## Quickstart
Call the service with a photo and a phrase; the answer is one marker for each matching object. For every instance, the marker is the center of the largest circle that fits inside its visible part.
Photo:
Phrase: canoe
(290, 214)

*-*-*

> Exercise description
Repeat the records above exactly, from the first line to the last.

> Result for this exercise
## Quickstart
Call the service with a photo and a phrase; the answer is one marker for each matching object. For every instance, the marker is the center of the largest circle that fits inside its visible part.
Photo:
Phrase: canoe
(290, 214)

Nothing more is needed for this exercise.